§ Tasks to complete:
a. In the passage on preparing IVF granulosa-luteal cells for culture, what two measures were the same for cells prepared by either method?
b. Continue the passage on removing erythrocytes from IVF granulosa-luteal cell preparations, starting right after its final sentence.

Abstract
Purpose: To validate an expedited method for the removal of erythrocytes when preparing IVF granulosa-luteal cells for culture.
Methods: Granulosa cells were enriched for culturing from follicular aspirates by density gradient centrifugation and by hypo-osmotic lysis treatments.
Results: Cells prepared by either method showed the same cell viability and produced progesterone in similar quantities.
Conclusions: Using hypo-osmotic lysis to remove erythrocytes does not impair granulosa cell viability or steroidogenesis. It avoids multiple density gradient centrifugations and washings, and yields IVF granulosa cells ready for culture efficiently.
KEY WORDS: Cell culture, granulosa-luteal, hypotonic lysis, IVF cells
INTRODUCTION
The advent of in vitro fertilization (IVF) treatment for infertility has made human granulosa-luteal cells increasingly available for endocrine researchers. In IVF protocols, the developed follicles are punctured under transvaginal ultrasound guidance and the contents are aspirated. The cumulus–oocyte complexes are then visualized and manually collected from the aspirated fluids. After the first follicle has been punctured, localized bleeding occurs, so that subsequent follicular aspirates contain some blood. Therefore, once follicular aspirates have been pooled, the majority of cells in these preparations are erythrocytes. These red blood cells (RBC) make it impossible to count the granulosa-luteal cells on a hemocytometer. Furthermore, they have a greater density than granulosa-luteal cells and settle to the bottom of culture dishes faster. If the culture surface is completely covered with these cells, the granulosa-luteal cells will not be able to attach. Therefore, it is necessary to remove these erythrocytes to maximize plating efficiency and obtain enriched cultures for study.

§ Data block:
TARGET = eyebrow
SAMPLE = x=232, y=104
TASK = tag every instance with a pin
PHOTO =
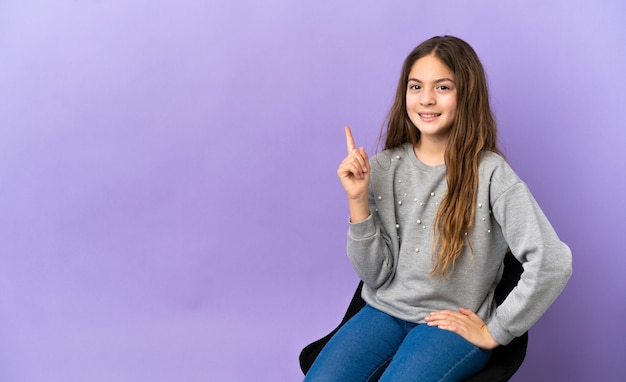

§ Solved problems:
a. Cell viability and progesterone production.

b.
The methods in common use today employ the greater density of RBCs to separate them from the granulosa-luteal cells. Some techniques use repeated settlings under gravity of up to 20 min or longer and manually collect the granulosa cells from the upper layer after a portion of the erythrocytes had settled (1–3). A variation of this approach, and one that is more widely used, is density gradient centrifugation with colloidal silicas such as Percoll or Ficoll. This method varies slightly from lab to lab but in general it involves an initial 300–500×g centrifugation for up to 15–20 min to concentrate the cells. The resuspended cell pellet is then gently layered over a 40–50% Percoll cushion (4–6) or similarly effective concentrations of Ficoll (7–9) or in some laboratories, a two-step 40 and 60% discontinuous Percoll gradient is used (10). This is followed by centrifugation at generally around 500×g for 20 min. The cells then need to be carefully collected by aspiration from the colloidal silica/media interface, diluted with media and washed by a further centrifugation to remove the Percoll or Ficoll.
The above techniques, although efficient, are time consuming and require dexterity, practice and extra reagents. We sought to simplify the procedure based on the rapid lysis of erythrocytes by hypotonic solutions (11,12). Using this method, we can obtain follicular granulosa-luteal cells free of RBCs and ready for culture in less than half an hour.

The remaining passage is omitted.